→ AUFGABENSTELLUNG
Tippen Sie die Auflistung vom Anfang bis einschließlich der Zeile mit "pixel 364 168" wortgetreu ab. Lassen Sie dabei Bilder weg.

→ ARBEITSMATERIAL
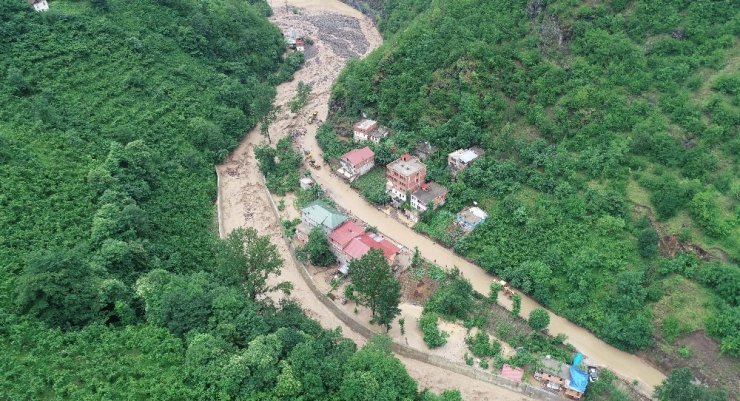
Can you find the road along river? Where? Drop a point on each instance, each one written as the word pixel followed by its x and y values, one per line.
pixel 341 32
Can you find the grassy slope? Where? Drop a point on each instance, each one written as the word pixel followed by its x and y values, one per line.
pixel 575 132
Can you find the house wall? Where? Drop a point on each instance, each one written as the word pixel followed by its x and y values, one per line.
pixel 41 6
pixel 359 136
pixel 364 168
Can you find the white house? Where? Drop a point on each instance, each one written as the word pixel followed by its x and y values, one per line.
pixel 356 163
pixel 368 130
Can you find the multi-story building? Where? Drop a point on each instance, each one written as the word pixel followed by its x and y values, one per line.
pixel 405 175
pixel 462 158
pixel 356 163
pixel 429 195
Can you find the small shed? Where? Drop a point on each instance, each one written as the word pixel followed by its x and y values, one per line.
pixel 306 182
pixel 512 373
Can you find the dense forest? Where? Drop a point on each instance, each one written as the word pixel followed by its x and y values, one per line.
pixel 113 283
pixel 611 139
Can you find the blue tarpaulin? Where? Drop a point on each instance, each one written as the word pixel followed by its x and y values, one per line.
pixel 578 379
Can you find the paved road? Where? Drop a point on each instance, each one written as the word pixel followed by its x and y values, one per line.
pixel 622 363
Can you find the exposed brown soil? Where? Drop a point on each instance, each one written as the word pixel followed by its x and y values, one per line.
pixel 416 291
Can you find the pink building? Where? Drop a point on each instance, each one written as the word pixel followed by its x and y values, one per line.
pixel 405 175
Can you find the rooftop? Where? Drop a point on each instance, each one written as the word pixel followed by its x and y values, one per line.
pixel 362 244
pixel 556 368
pixel 406 165
pixel 473 215
pixel 358 156
pixel 322 214
pixel 379 132
pixel 343 234
pixel 366 124
pixel 428 192
pixel 509 372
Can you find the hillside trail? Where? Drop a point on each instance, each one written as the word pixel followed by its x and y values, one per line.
pixel 626 365
pixel 340 32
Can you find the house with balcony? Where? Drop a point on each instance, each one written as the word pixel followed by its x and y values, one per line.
pixel 429 194
pixel 462 158
pixel 356 163
pixel 318 214
pixel 39 5
pixel 342 235
pixel 405 176
pixel 470 217
pixel 362 244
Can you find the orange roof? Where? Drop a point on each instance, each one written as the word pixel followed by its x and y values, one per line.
pixel 343 234
pixel 362 244
pixel 358 156
pixel 515 374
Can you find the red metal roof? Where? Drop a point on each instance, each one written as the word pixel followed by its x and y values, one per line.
pixel 362 244
pixel 358 156
pixel 515 374
pixel 343 234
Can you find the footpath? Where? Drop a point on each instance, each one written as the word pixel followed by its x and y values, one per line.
pixel 244 201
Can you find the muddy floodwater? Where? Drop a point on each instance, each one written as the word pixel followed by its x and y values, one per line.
pixel 339 33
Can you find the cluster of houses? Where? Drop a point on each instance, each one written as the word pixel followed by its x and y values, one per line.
pixel 406 177
pixel 562 378
pixel 349 240
pixel 295 40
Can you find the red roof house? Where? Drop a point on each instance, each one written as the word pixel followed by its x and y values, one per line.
pixel 342 235
pixel 509 372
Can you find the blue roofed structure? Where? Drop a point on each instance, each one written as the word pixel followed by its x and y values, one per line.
pixel 578 379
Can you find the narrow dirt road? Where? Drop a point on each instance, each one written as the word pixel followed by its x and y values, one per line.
pixel 340 32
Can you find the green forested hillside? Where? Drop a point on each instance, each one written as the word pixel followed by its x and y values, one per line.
pixel 602 122
pixel 113 284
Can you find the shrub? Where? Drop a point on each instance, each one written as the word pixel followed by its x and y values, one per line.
pixel 647 243
pixel 433 336
pixel 539 319
pixel 705 210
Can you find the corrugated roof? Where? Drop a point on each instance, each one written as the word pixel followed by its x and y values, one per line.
pixel 512 373
pixel 360 245
pixel 343 234
pixel 427 195
pixel 322 214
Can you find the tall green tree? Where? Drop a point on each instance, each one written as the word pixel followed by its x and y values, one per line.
pixel 679 387
pixel 318 249
pixel 59 288
pixel 248 260
pixel 374 374
pixel 371 278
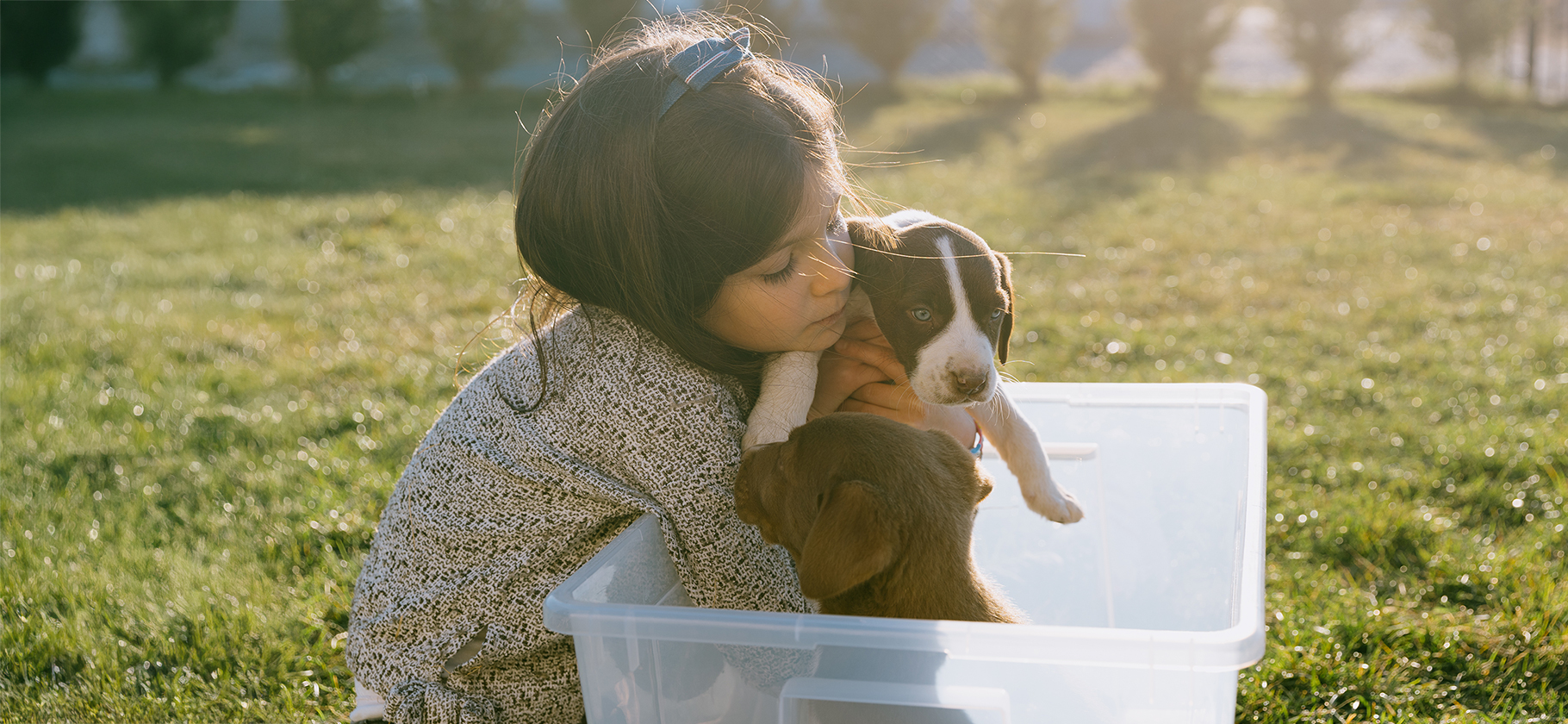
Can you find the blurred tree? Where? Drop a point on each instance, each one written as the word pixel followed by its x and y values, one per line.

→ LÖSUNG
Can you find the road along river? Where? Drop a point on each instance, each one written as the word pixel followed by its x and y values, one per line.
pixel 341 32
Can you find the grassy slope? Where? Drop a point on each instance, each one written as the word pixel followed by its x and y values, one per line.
pixel 575 132
Can you find the house wall? Where? Drop a point on each instance, each one written as the word pixel followed by its x and y values, one per line.
pixel 41 6
pixel 359 136
pixel 364 168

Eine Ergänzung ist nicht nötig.